======== Provided records

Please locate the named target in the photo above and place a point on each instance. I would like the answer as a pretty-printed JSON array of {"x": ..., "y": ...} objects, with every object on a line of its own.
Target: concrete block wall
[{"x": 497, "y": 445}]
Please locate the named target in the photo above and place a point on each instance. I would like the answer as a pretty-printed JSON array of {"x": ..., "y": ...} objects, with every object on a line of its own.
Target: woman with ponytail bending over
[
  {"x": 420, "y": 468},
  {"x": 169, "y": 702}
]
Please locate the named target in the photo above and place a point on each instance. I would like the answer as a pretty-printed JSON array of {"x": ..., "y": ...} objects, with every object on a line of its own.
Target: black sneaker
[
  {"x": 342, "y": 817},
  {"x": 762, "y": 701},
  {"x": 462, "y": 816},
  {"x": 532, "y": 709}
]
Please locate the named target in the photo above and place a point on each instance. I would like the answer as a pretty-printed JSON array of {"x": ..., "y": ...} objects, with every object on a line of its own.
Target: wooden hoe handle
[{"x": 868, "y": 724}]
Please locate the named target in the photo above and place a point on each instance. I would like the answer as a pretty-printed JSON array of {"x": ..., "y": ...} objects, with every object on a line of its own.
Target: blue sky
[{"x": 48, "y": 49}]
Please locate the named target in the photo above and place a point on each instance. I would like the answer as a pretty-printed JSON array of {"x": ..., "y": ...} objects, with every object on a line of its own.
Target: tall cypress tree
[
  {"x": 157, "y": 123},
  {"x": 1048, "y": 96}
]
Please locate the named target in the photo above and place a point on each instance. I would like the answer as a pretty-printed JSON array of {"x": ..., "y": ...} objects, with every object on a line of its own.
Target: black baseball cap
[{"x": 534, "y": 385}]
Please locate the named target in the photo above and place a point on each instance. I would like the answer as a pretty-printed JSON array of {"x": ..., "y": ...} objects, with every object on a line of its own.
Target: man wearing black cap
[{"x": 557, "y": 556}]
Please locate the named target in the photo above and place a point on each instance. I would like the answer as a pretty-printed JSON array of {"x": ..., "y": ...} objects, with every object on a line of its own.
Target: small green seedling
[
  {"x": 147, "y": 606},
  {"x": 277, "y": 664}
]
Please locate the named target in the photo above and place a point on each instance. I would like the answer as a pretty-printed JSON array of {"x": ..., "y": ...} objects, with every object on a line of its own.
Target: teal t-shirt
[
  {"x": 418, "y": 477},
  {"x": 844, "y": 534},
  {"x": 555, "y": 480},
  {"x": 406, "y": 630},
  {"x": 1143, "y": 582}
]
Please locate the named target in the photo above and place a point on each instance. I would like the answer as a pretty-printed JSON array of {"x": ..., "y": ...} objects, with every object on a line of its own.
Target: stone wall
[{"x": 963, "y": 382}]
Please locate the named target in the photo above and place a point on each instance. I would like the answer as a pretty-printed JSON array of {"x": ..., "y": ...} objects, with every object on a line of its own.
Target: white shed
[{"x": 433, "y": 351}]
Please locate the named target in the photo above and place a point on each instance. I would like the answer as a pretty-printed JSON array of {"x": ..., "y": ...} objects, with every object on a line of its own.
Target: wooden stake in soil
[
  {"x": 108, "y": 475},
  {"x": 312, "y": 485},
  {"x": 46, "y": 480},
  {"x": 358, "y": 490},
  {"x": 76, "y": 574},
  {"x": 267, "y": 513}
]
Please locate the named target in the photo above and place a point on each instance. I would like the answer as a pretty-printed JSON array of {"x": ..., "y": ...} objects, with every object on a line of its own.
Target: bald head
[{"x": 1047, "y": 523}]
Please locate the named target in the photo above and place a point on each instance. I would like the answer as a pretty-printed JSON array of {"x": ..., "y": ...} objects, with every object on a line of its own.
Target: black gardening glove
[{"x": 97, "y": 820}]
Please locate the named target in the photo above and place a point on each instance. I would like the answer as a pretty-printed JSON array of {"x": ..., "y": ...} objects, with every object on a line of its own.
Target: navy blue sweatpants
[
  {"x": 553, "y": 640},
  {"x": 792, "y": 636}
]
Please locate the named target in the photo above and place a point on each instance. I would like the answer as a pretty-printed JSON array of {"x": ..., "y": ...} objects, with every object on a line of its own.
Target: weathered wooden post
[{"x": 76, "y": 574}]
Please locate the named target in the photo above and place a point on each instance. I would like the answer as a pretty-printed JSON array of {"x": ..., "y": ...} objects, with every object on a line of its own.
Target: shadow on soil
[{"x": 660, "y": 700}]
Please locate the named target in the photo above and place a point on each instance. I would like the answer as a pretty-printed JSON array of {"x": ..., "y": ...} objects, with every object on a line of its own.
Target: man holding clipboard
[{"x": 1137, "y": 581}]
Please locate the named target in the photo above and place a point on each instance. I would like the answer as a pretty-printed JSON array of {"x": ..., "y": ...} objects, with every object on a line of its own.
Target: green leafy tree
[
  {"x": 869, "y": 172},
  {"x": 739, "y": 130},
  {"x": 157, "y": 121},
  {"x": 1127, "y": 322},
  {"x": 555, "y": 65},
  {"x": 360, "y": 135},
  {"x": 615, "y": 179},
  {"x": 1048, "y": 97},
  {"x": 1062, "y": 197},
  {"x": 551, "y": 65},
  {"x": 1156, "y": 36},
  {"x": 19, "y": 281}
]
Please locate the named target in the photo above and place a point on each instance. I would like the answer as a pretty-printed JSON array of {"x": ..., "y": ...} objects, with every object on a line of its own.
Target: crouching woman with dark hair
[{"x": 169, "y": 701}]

================

• Exercise: Would you output the full listing exactly as it stands?

• Solution to this task:
Please locate the named target in the photo above and place a point on each instance. I would like the answer as a pretty-printed JSON array of {"x": ..., "y": ...} objects, with every object on a line of its own.
Target: concrete block wall
[{"x": 497, "y": 445}]
Please locate the named target in the photo above and place a point on each instance. I would like the answer as a pretty-printed JSON array of {"x": ..., "y": ...} objects, with every object on a line of its own.
Target: woman with ponytail bending over
[
  {"x": 420, "y": 468},
  {"x": 169, "y": 702}
]
Please locate the named target in the photo above and place a point on each instance. I would like the answer as a pretty-printed JSON array of {"x": ..., "y": ...} objects, with every object on a line of its own.
Target: black sneaker
[
  {"x": 342, "y": 817},
  {"x": 762, "y": 701},
  {"x": 462, "y": 816},
  {"x": 532, "y": 709}
]
Please locate the named target in the photo above and place a point on each instance. I would like the answer as a pretty-printed JSON array of {"x": ..., "y": ...} objects, with every object on a line of its own.
Target: wooden hoe handle
[{"x": 868, "y": 724}]
Please locate the named target in the photo above and place a point on each instance. I would like the answer as a pretty-printed JSON array of {"x": ..., "y": ...} objects, with every object on a line of its own.
Target: blue sky
[{"x": 48, "y": 49}]
Please locate the named target in the photo above and place a point on each instance. I would like the answer as a pretty-printed JSON array of {"x": ..., "y": ...} objects, with every object on a line of its own.
Target: tall cypress tree
[
  {"x": 157, "y": 123},
  {"x": 1048, "y": 96}
]
Please locate the named target in the photo above and place a point on each instance. I would like the answer as a pretty-printed JSON array of {"x": ..., "y": ...} objects, with every object on a line of its own.
Target: black baseball cap
[{"x": 534, "y": 385}]
Please locate the named target in the photo above and place a point on each instance. I would like the answer as a pretty-printed JSON array of {"x": ..., "y": ...} objects, with every object on a line of its own.
Target: man wearing black cap
[{"x": 557, "y": 556}]
Please locate the named target in the photo above and place a point on each instance. I would like the answer as a pretty-printed JSON array of {"x": ..., "y": ...} objects, with every object on a line of its own.
Target: small green seedling
[
  {"x": 147, "y": 606},
  {"x": 277, "y": 664}
]
Please locate the named target in the photo above and place a point on each instance. I would like the answer as a pretty-printed JSON array of {"x": ..., "y": ...} objects, with every object on a line of its own.
Target: teal t-shirt
[
  {"x": 418, "y": 477},
  {"x": 844, "y": 534},
  {"x": 555, "y": 480},
  {"x": 406, "y": 630},
  {"x": 1143, "y": 582}
]
Please locate the named target in the photo above and place a point on each instance. I would like the answer as a pretty-printed JSON array of {"x": ..., "y": ...} objects, with every object on a line of its own.
Target: stone wall
[{"x": 963, "y": 382}]
Please locate the named target in the photo above and place a point on each instance. I would like the answer as a pretty-printed JSON array of {"x": ..., "y": ...} objects, with every object on a line of its own.
Target: white shed
[{"x": 433, "y": 351}]
Please locate the named target in the photo above and place a point on each instance. I would like the answer as a pretty-printed JSON array of {"x": ..., "y": ...} objects, with every object on a line of its own.
Target: wooden stake in soil
[
  {"x": 108, "y": 475},
  {"x": 312, "y": 485},
  {"x": 46, "y": 480},
  {"x": 358, "y": 490},
  {"x": 76, "y": 574},
  {"x": 267, "y": 513}
]
Please locate the named target in the photo above and place a point on each instance. I would like the answer as a pretty-printed JSON array of {"x": ..., "y": ...} objects, with every object on a line of its own.
Target: bald head
[{"x": 1047, "y": 523}]
Please locate the named target in the photo above and place a point on each instance. I would like the answer as a pretty-printed JSON array of {"x": ..., "y": ...} objects, with every object on a line of its own.
Target: black gardening glove
[{"x": 97, "y": 820}]
Please locate the named target in the photo above and place a point on each instance. I would like the answer as a pretty-printed JSON array of {"x": ..., "y": ...} objects, with every object on a line of its own.
Target: navy blue sweatpants
[
  {"x": 553, "y": 640},
  {"x": 792, "y": 636}
]
Please locate the named target in the photo above and place a point on each instance. I would like the answer as a pretty-printed JSON array of {"x": ..., "y": ...} objects, with every object on a line of its own.
Target: weathered wooden post
[{"x": 76, "y": 574}]
Please locate the named target in the photo above and place a point on each instance. I would like the answer as a pretty-printed JSON array of {"x": ..., "y": ...} objects, with every object on a line of its own.
Target: shadow on soil
[{"x": 660, "y": 700}]
Please locate the named target in the photo above and place a point on each instance. I would like the answer as a pretty-printed JSON array of {"x": ..., "y": ...} objects, with every object on a line of its own.
Target: man holding clipboard
[{"x": 1137, "y": 581}]
Please locate the named target in the photo above and place a point on each instance. I would like the answer as a pretty-printed JSON array of {"x": ..., "y": ...} objects, with every object on a line of its own.
Target: green leafy tree
[
  {"x": 869, "y": 172},
  {"x": 739, "y": 130},
  {"x": 157, "y": 121},
  {"x": 1127, "y": 322},
  {"x": 555, "y": 65},
  {"x": 360, "y": 135},
  {"x": 615, "y": 179},
  {"x": 1048, "y": 97},
  {"x": 1062, "y": 197},
  {"x": 551, "y": 65},
  {"x": 1156, "y": 36},
  {"x": 19, "y": 281}
]
Please locate the named target in the photo above and place a point on each instance. I would like the answer as a pretty-printed JSON array of {"x": ..., "y": ...} objects, with every object on a line of its own.
Target: crouching woman with dark hair
[{"x": 169, "y": 701}]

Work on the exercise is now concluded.